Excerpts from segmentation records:
■ ■ ■ ■ ■ ■ ■
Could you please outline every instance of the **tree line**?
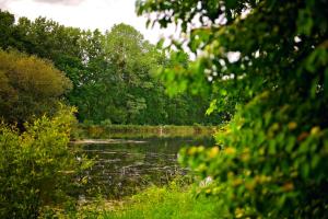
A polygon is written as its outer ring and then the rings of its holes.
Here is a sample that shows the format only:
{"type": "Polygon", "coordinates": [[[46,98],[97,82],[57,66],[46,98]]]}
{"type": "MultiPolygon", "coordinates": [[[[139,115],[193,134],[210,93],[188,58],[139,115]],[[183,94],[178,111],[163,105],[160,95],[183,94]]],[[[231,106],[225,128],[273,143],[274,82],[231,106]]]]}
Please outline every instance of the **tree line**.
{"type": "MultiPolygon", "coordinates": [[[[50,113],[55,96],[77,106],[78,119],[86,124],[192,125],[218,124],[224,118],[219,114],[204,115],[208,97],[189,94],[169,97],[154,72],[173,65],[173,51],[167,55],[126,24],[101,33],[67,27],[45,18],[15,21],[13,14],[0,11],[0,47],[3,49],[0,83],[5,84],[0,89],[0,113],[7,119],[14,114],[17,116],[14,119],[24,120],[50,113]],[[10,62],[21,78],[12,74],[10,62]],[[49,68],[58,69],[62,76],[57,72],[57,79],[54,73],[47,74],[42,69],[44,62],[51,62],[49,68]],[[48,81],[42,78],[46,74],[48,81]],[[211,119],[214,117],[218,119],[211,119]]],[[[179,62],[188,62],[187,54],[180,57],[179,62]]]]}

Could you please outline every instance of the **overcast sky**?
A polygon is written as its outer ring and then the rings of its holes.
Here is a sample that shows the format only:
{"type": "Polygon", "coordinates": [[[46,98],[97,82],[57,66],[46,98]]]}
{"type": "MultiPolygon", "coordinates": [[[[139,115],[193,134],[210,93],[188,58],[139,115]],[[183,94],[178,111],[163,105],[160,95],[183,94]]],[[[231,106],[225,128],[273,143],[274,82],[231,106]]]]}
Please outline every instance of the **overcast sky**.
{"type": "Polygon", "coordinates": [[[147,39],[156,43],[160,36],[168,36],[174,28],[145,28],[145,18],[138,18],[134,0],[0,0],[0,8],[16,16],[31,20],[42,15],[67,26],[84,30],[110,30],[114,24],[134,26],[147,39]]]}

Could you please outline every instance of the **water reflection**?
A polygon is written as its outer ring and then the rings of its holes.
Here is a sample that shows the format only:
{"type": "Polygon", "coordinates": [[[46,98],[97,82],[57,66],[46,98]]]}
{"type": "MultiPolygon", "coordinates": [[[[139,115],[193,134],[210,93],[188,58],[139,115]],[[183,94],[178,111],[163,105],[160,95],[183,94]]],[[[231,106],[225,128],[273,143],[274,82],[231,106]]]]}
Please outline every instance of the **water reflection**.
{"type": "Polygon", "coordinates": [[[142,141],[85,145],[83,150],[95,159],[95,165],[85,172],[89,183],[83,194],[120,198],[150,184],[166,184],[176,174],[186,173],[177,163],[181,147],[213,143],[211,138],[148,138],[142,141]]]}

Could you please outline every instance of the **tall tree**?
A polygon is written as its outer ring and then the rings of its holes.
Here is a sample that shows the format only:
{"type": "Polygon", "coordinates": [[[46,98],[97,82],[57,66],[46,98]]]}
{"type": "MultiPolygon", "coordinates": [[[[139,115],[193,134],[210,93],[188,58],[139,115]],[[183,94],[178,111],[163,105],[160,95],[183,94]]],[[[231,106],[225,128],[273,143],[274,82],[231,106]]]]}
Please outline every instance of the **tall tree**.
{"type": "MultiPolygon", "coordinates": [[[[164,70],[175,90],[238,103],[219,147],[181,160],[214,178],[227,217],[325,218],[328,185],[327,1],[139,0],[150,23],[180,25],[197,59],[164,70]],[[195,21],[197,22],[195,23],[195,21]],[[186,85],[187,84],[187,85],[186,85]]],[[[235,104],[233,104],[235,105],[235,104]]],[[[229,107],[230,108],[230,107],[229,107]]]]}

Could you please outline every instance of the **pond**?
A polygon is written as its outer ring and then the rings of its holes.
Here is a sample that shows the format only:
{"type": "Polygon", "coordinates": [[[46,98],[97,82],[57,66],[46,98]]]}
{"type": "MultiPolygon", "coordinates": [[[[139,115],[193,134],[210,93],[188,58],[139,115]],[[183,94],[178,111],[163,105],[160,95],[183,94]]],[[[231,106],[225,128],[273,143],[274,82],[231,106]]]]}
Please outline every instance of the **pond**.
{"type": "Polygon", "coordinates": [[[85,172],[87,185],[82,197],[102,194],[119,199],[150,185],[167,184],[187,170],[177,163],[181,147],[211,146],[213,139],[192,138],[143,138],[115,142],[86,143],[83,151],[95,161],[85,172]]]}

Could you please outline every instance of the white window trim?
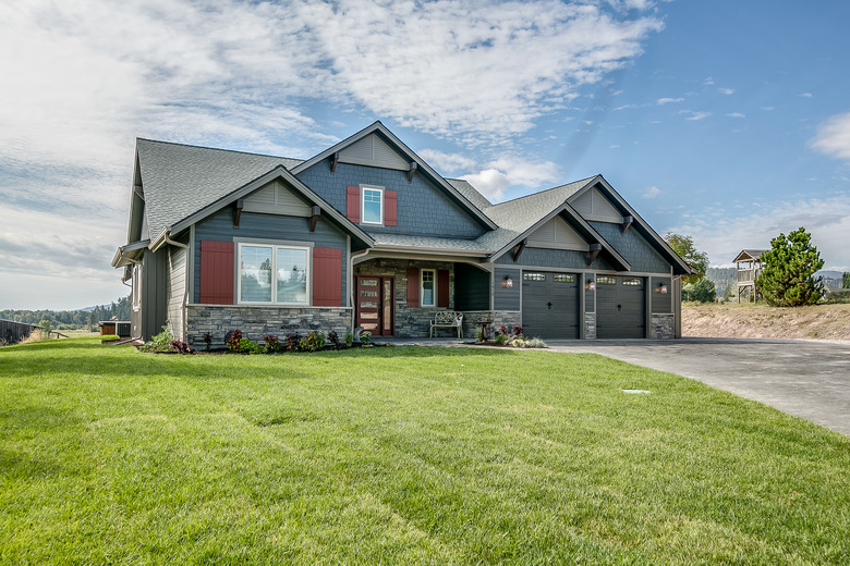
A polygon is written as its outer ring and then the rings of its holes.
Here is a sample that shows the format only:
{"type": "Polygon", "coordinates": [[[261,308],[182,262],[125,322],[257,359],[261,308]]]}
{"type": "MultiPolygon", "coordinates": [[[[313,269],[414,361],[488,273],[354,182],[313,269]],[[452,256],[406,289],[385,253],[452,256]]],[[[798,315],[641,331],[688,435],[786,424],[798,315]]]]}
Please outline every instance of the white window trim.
■ ■ ■ ■ ■ ■ ■
- [Exercise objective]: Which lines of the material contain the word "overcast"? Pull out each of those lines in full.

- [Task result]:
Could you please outline every instance of the **overcast sky**?
Please outline every instance of the **overcast sky**.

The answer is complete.